The problem:
Reproduce everything from the start of the material down through the line containing "negative clicks: (541, 370)", swapping "loose" for "approximate" and leaving the rest unchanged.

Recorded information:
------------------------------------------------------------------------

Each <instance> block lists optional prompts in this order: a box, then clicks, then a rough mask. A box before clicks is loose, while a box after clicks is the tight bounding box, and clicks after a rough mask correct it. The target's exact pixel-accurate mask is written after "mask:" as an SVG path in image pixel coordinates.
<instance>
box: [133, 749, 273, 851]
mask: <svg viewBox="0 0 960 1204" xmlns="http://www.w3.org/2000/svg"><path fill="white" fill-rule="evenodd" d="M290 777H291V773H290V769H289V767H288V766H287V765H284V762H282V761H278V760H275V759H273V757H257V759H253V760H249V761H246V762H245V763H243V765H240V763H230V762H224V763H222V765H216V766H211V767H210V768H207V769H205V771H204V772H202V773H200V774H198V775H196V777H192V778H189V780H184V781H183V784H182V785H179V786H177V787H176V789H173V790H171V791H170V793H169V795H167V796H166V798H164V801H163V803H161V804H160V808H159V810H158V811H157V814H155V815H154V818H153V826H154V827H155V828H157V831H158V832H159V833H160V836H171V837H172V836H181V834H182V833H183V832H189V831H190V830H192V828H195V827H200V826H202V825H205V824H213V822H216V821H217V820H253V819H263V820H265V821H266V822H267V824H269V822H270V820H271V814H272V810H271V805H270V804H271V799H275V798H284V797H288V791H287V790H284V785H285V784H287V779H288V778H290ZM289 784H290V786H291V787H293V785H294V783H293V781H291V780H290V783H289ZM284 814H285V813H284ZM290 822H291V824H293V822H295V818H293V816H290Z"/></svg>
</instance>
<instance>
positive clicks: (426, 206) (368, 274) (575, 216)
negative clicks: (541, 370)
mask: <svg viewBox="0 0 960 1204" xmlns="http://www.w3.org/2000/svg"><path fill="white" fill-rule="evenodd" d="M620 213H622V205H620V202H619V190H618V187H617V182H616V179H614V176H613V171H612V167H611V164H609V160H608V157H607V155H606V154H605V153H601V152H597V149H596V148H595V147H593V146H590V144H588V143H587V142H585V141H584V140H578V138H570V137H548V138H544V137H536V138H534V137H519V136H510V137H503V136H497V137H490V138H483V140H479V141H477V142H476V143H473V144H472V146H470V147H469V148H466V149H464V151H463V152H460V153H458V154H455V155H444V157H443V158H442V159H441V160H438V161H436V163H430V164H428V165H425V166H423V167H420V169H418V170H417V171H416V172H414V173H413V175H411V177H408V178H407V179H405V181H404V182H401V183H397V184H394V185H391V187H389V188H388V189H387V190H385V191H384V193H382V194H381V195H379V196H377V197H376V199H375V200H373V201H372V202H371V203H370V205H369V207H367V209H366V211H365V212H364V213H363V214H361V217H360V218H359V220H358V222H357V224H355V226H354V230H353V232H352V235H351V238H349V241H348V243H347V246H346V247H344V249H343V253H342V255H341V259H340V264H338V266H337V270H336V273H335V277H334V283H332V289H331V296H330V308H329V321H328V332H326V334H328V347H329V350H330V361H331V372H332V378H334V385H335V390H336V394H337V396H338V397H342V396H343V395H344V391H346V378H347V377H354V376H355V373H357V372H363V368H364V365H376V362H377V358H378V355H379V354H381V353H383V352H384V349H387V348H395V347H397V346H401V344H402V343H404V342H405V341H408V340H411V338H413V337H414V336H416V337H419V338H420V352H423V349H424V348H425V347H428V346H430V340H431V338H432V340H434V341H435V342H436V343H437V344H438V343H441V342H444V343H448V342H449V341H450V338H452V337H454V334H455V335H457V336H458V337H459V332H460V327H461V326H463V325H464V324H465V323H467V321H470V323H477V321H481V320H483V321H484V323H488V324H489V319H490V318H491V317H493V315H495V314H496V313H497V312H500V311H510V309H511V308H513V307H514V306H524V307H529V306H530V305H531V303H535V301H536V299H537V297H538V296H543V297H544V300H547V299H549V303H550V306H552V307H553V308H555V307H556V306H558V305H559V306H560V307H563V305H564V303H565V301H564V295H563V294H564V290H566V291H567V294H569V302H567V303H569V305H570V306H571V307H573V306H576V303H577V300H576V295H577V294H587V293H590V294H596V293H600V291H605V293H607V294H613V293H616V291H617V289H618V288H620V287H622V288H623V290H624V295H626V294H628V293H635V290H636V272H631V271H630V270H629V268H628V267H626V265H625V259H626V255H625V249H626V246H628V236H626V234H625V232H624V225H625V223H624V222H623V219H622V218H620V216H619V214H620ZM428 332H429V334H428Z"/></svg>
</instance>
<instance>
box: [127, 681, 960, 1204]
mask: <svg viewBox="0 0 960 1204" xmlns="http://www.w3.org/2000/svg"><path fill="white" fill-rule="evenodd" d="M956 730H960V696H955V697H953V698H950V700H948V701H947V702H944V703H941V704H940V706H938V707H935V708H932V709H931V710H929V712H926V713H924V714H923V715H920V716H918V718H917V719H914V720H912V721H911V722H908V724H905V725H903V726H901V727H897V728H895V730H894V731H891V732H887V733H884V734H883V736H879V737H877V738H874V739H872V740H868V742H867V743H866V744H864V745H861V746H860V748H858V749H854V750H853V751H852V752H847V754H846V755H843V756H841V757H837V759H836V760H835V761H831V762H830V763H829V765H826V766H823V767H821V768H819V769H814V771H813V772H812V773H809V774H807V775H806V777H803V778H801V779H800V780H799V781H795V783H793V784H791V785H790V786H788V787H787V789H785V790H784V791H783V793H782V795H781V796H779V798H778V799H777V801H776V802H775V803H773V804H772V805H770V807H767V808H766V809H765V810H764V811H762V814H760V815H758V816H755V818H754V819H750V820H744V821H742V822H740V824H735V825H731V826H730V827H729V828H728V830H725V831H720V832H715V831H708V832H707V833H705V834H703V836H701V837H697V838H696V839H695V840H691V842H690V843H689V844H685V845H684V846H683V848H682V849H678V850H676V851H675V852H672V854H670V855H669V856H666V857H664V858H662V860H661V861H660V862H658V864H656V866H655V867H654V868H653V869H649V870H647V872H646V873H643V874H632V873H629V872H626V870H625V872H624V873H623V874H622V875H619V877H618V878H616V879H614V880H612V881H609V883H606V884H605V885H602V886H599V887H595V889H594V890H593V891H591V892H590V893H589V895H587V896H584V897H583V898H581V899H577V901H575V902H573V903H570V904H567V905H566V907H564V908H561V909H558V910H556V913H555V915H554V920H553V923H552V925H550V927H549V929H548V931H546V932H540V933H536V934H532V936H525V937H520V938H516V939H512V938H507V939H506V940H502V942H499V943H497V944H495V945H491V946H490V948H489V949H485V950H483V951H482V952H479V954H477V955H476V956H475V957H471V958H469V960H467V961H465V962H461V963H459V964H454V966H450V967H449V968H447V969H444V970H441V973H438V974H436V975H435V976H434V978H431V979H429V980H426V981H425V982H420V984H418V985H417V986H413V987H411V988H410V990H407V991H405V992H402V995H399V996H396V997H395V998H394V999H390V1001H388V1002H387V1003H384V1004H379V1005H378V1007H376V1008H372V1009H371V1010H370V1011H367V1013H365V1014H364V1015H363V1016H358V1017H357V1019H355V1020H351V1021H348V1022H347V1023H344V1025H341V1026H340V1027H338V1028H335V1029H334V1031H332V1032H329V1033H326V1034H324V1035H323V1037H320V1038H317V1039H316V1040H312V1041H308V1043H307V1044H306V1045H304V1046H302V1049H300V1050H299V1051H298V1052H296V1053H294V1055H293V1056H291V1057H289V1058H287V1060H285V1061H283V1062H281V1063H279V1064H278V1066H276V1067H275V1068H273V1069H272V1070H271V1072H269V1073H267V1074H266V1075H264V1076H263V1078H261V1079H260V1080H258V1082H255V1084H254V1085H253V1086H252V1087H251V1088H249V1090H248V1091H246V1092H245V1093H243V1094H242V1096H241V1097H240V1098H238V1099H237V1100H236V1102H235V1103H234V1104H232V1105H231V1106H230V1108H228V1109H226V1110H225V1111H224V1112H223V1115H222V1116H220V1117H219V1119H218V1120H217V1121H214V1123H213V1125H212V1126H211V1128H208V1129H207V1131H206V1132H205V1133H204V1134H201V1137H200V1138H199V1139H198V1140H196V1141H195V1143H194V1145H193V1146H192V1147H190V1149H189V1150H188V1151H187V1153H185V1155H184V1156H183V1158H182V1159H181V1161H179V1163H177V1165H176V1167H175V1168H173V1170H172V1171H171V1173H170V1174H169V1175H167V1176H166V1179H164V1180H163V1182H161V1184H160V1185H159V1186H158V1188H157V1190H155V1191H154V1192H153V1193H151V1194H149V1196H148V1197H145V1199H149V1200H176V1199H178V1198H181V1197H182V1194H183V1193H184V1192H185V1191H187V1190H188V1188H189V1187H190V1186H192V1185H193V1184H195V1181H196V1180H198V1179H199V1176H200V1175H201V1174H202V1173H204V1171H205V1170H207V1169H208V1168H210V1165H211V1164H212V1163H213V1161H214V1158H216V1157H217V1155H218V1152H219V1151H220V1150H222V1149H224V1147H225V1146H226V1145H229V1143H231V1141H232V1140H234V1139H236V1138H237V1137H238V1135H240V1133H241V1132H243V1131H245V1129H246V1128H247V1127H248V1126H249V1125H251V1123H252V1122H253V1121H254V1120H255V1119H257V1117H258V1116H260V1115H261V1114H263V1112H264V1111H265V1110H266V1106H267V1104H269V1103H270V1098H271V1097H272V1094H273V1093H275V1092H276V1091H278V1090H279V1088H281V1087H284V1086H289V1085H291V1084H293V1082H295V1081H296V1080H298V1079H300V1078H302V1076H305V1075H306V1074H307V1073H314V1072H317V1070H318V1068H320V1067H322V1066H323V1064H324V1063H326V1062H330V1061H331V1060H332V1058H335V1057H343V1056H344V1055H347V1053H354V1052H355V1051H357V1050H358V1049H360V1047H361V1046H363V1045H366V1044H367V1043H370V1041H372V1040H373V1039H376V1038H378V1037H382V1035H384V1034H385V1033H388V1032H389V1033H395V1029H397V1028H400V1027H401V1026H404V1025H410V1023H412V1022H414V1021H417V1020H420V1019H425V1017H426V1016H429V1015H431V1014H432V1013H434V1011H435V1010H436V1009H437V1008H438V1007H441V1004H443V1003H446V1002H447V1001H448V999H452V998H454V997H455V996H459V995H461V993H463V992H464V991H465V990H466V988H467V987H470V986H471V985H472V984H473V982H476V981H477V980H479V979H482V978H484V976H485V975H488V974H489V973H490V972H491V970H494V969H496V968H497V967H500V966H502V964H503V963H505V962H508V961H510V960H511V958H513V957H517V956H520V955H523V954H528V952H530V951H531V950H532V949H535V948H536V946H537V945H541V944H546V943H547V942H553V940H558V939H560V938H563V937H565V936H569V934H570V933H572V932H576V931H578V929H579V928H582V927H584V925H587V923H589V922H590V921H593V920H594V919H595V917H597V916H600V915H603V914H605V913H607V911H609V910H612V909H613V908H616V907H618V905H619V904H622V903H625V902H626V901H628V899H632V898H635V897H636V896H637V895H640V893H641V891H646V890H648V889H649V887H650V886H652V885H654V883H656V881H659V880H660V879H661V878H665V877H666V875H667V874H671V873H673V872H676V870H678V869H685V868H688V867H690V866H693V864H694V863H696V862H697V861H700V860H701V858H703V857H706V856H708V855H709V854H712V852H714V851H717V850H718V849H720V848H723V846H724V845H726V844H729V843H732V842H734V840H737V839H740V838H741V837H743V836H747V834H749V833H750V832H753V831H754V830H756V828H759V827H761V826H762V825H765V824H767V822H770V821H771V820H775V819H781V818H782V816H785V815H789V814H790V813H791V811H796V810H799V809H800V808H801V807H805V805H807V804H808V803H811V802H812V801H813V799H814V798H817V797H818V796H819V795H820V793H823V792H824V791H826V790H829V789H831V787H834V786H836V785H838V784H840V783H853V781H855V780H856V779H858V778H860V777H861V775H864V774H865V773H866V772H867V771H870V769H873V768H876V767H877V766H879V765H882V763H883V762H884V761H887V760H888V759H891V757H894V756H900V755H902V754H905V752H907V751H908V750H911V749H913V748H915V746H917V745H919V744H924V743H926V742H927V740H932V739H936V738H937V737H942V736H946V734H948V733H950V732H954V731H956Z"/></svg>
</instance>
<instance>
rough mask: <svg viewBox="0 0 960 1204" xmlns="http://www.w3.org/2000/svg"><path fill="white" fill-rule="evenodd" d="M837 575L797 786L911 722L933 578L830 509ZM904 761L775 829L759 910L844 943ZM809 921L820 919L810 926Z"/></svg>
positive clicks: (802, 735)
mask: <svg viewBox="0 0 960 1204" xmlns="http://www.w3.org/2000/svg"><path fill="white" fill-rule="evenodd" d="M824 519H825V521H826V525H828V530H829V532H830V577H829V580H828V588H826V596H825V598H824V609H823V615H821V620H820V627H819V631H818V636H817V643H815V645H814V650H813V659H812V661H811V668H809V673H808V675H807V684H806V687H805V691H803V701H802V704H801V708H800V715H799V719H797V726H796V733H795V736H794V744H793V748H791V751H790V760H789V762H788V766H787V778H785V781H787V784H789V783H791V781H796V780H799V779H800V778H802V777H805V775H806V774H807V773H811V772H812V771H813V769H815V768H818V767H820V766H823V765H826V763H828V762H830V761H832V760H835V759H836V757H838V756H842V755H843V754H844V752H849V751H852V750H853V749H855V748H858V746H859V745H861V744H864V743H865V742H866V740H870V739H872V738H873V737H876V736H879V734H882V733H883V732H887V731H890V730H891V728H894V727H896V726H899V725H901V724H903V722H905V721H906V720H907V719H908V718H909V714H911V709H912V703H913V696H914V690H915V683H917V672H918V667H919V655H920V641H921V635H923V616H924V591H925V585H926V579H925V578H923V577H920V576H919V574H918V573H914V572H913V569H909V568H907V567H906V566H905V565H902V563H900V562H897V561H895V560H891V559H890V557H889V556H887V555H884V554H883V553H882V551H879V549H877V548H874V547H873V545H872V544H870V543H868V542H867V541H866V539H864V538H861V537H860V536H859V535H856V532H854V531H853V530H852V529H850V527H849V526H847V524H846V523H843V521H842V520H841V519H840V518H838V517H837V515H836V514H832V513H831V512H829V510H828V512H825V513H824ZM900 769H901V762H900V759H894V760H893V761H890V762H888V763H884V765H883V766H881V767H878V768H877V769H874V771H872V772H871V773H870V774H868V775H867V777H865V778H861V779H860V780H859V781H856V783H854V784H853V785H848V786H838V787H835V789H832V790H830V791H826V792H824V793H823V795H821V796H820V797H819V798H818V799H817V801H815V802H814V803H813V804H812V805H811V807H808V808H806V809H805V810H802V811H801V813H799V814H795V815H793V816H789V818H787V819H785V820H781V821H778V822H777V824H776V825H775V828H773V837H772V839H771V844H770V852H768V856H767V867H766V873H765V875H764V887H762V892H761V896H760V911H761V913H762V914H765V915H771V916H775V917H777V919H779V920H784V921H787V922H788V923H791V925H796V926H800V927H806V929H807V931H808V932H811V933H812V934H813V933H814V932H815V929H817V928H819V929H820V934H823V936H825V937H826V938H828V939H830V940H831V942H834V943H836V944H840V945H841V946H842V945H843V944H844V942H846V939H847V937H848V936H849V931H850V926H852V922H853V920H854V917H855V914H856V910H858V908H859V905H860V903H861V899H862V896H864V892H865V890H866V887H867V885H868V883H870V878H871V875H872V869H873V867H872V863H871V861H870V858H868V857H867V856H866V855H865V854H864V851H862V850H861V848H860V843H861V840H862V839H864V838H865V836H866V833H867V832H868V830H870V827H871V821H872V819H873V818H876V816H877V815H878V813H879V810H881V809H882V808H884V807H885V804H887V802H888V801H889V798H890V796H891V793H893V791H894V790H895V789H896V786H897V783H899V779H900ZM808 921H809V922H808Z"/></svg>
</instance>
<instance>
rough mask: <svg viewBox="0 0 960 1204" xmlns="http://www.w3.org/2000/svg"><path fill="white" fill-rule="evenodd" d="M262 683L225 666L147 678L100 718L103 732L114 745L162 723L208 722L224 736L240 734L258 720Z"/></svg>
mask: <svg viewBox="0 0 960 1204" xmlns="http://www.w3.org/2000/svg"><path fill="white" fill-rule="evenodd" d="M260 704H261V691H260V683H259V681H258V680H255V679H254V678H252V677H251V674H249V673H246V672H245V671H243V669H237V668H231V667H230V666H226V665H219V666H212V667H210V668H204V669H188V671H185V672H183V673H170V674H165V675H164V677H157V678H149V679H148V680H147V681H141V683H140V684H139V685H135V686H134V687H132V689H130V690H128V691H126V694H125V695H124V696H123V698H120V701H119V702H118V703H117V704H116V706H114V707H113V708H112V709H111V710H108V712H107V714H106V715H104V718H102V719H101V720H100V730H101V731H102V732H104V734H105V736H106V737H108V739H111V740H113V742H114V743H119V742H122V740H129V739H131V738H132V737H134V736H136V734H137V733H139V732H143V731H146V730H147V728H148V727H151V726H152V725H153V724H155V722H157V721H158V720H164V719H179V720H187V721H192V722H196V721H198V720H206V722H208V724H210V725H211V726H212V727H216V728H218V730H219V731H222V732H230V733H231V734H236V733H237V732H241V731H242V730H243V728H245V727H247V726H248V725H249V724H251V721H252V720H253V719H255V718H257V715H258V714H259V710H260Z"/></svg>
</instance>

------------------------------------------------------------------------

Completed exercise:
Each <instance> block lists optional prompts in this order: a box, then clicks, then a rough mask. A box before clicks is approximate, while a box after clicks is the tight bounding box, and clicks after a rough mask correct it. The target's exact pixel-accurate mask is written after "mask:" as an SVG path in image pixel coordinates.
<instance>
box: [133, 749, 273, 851]
mask: <svg viewBox="0 0 960 1204" xmlns="http://www.w3.org/2000/svg"><path fill="white" fill-rule="evenodd" d="M290 777H291V773H290V769H289V767H288V766H287V765H284V762H282V761H278V760H275V759H273V757H257V759H253V760H249V761H246V762H245V763H243V765H240V763H230V762H224V763H222V765H216V766H211V767H210V768H207V769H205V771H204V772H202V773H200V774H198V775H196V777H192V778H189V780H184V781H183V784H182V785H179V786H177V787H176V789H173V790H171V791H170V793H169V795H167V796H166V798H164V801H163V803H161V804H160V808H159V810H158V811H157V814H155V815H154V818H153V826H154V827H155V828H157V831H158V832H159V833H160V836H171V837H172V836H181V834H182V833H183V832H189V831H190V830H192V828H195V827H200V826H202V825H205V824H213V822H216V821H217V820H253V819H263V820H265V821H266V822H267V824H269V822H270V820H271V814H272V810H271V805H270V804H271V799H275V798H284V797H288V791H287V790H284V785H285V784H287V779H288V778H290ZM289 784H290V786H291V787H293V785H294V783H293V781H291V780H290V783H289ZM284 814H285V813H284ZM290 822H291V824H293V822H295V818H293V816H290Z"/></svg>
</instance>
<instance>
positive clicks: (426, 206) (368, 274) (575, 216)
negative clicks: (541, 370)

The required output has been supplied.